Pyspark: explode json in column to multiple columns

Asked 27/6, 2018 at 19:38 Answered 8/4 at 20:26

Solved python apache-spark pyspark apache-spark-sql

The data looks like this -

+-----------+-----------+-----------------------------+
|         id|      point|                         data|
+-----------------------------------------------------+
|        abc|          6|{"key1":"124", "key2": "345"}|
|        dfl|          7|{"key1":"777", "key2": "888"}|
|        4bd|          6|{"key1":"111", "key2": "788"}|

I am trying to break it into the following format.

+-----------+-----------+-----------+-----------+
|         id|      point|       key1|       key2|
+------------------------------------------------
|        abc|          6|        124|        345|
|        dfl|          7|        777|        888|
|        4bd|          6|        111|        788|

The explode function explodes the dataframe into multiple rows. But that is not the desired solution.

Note: This solution does not answers my questions. PySpark "explode" dict in column

Willow answered 27/6, 2018 at 19:38 Comment(0)

As long as you are using Spark version 2.1 or higher, pyspark.sql.functions.from_json should get you your desired result, but you would need to first define the required schema

from pyspark.sql.functions import from_json, col
from pyspark.sql.types import StructType, StructField, StringType

schema = StructType(
    [
        StructField('key1', StringType(), True),
        StructField('key2', StringType(), True)

### Source data

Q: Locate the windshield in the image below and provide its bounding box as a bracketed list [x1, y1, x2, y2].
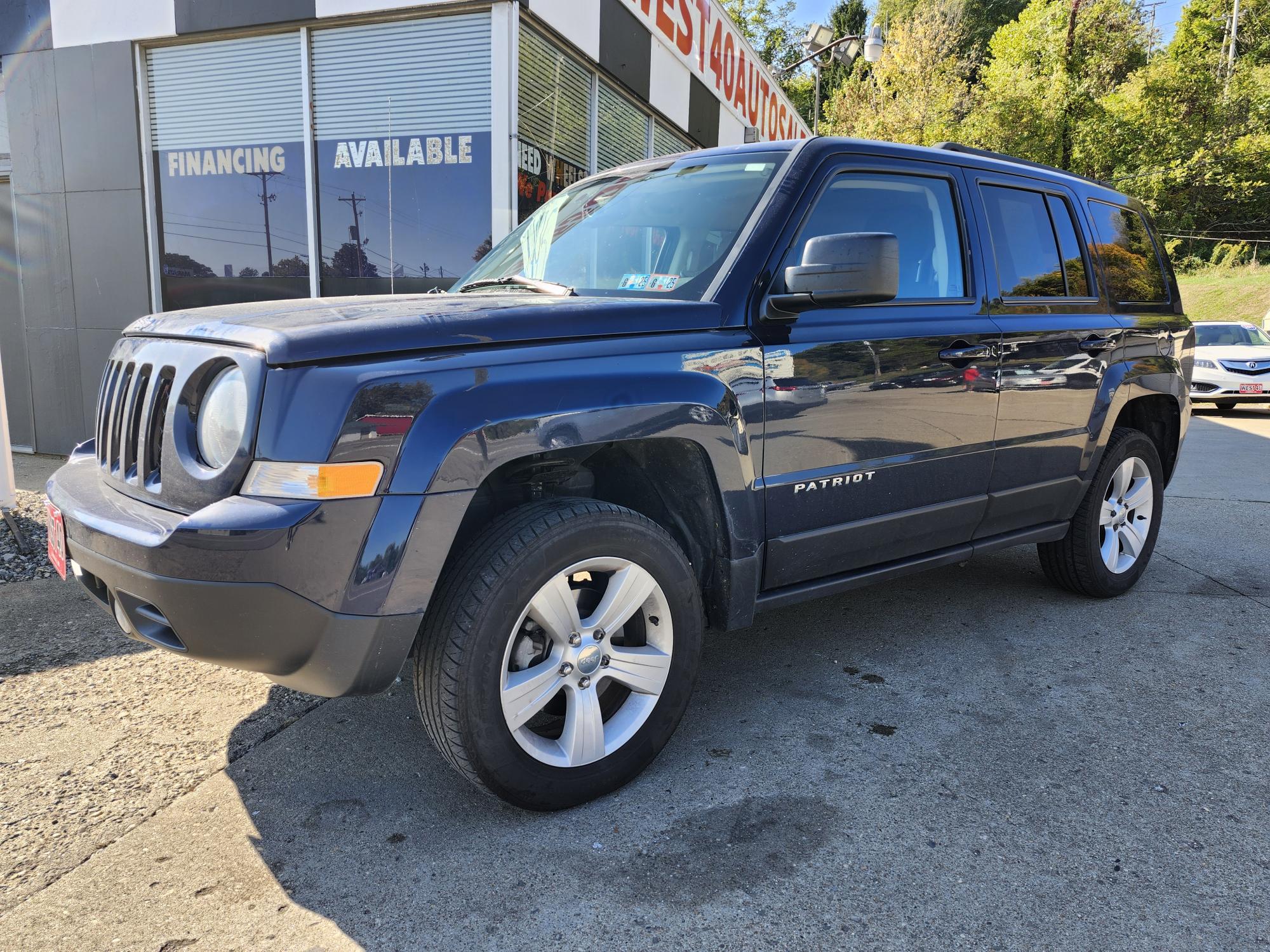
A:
[1195, 324, 1270, 347]
[455, 152, 786, 301]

### Problem description
In the PySpark thread above, what Spark version is needed for from_json to give the desired result?

### Response
Spark version 2.1 or higher.